Rasanya aku mulai suka dengan gaya bahasa menteri kita yang menggunakan kata kiasan untuk mengungkapkan sesuatu. Penggunaan kata-kata hiperbol membuat suasana menjadi lebih renyah dan memancing senyuman, walaupun topik yang disampaikan lumayan berat.
"Kami ingin melangkah maju bersama dan akan memberikan karpet merah yang lebih merah bagi para investor Malaysia, khususnya sebagai sahabat Indonesia," kata Menteri PUPR Basuki Hadimuljono kepada pengusaha asal Malaysia bila memiliki niat untuk berinvestasi dalam pembangunan Ibu Kota Negara (IKN) Nusantara beberapa waktu lalu.
Pemilihan frasa "karpet merah yang lebih merah" bisa jadi digunakan untuk menggambarkan komitmen pemerintah yang sangat kuat untuk menjaring masuknya investasi asing sebanyak-banyaknya ke IKN Nuantara.
Pemerintah memang ingin menunjukkan totalitasnya dalam membangun IKN; terlihat sejak penyusunan konsep pengembangan kota, pembuatan regulasi, pengalokasian dana APBN, bahkan sekarang sudah tahap implementasi pembangunan fisik dimana anggaran APBN sudah digunakan untuk pembangunan infrastruktur dasar dan juga bangunan-bangunan gedung untuk perkantoran dan pemukiman.

========================

TUGAS YANG DIMINTA
**a.** Berikan kembali bagian tulisan tentang IKN Nusantara dari "Rasanya aku mulai" sampai "ke IKN Nuantara.", tanpa mengubah satu kata pun.
**b.** Lanjutkan tulisan tentang IKN Nusantara, mulai setelah kalimat terakhirnya.
Entri di bawah ini adalah bahan tersendiri, terpisah dari tulisan tentang IKN Nusantara.

Data yang diambil dari sebuah koleksi
========================

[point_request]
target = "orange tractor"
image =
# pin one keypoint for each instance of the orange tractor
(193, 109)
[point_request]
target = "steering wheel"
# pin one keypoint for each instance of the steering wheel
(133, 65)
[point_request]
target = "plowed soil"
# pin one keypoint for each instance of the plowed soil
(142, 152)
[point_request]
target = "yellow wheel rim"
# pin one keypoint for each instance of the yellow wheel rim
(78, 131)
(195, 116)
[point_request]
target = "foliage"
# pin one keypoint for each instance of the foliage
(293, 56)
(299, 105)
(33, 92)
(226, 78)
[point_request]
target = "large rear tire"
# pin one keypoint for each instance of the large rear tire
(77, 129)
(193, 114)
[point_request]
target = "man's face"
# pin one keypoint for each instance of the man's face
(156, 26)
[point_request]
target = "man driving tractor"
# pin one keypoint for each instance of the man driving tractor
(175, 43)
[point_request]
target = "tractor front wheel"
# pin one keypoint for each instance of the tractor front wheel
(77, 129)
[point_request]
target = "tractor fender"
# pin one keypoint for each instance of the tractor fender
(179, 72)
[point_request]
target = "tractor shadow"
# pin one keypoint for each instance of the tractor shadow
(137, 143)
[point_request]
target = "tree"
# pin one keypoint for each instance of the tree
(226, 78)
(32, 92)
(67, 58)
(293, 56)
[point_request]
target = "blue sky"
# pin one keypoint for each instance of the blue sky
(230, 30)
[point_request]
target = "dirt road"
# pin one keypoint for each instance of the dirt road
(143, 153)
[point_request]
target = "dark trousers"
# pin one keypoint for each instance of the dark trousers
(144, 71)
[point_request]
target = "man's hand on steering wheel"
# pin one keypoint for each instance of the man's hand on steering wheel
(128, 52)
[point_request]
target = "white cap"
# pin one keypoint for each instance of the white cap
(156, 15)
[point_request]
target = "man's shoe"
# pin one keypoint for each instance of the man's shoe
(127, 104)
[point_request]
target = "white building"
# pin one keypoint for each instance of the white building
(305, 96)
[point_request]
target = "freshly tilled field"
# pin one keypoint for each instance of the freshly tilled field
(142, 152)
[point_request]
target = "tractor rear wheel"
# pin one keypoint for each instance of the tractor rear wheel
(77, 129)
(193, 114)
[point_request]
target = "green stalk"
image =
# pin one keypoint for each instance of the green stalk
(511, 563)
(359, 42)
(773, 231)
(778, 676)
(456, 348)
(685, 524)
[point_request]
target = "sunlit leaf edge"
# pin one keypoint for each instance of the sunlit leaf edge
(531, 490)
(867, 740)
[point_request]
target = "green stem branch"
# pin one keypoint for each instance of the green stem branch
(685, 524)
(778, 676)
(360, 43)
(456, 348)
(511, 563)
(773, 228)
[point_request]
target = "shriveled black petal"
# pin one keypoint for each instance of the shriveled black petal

========================

HASIL
**a.**
Rasanya aku mulai suka dengan gaya bahasa menteri kita yang menggunakan kata kiasan untuk mengungkapkan sesuatu. Penggunaan kata-kata hiperbol membuat suasana menjadi lebih renyah dan memancing senyuman, walaupun topik yang disampaikan lumayan berat.
"Kami ingin melangkah maju bersama dan akan memberikan karpet merah yang lebih merah bagi para investor Malaysia, khususnya sebagai sahabat Indonesia," kata Menteri PUPR Basuki Hadimuljono kepada pengusaha asal Malaysia bila memiliki niat untuk berinvestasi dalam pembangunan Ibu Kota Negara (IKN) Nusantara beberapa waktu lalu.
Pemilihan frasa "karpet merah yang lebih merah" bisa jadi digunakan untuk menggambarkan komitmen pemerintah yang sangat kuat untuk menjaring masuknya investasi asing sebanyak-banyaknya ke IKN Nuantara.

**b.**
Baru-baru ini pemerintah juga memberlakukan Rancangan Peraturan Pemerintah (RPP) kemudahan investasi lewat pemberian insentif seperti pengurangan, keringanan, atau pembebasan pajak yang diharapkan dapat mendorong minat investor untuk berinvestasi di IKN.
Aku setuju saja dengan hal ini, sejauh paket insentif yang diberikan tidak berlebihan hingga akhirnya membuat pemerintah tidak hanya kehilangan potensi penerimaan fiskal, tapi malah menimbulkan kesan bahwa pemerntah gelisah atau takut bahwa proyek ini tidak menarik di mata investor asing.
Bagiku, salah satu aspek terpenting yang menjadi acuan bagi daya tarik investasi adalah analisis finansial dari bisnis itu sendiri. Analisis finansial akan berangkat dari asumsi tentang target waktu pembangunan, jumlah populasi yang akan menghuni "kota" dalam beberapa periode pengembangan, serta implementasi pembangunan fisik di IKN yang tidak lari dari konsep awal pengembangannya.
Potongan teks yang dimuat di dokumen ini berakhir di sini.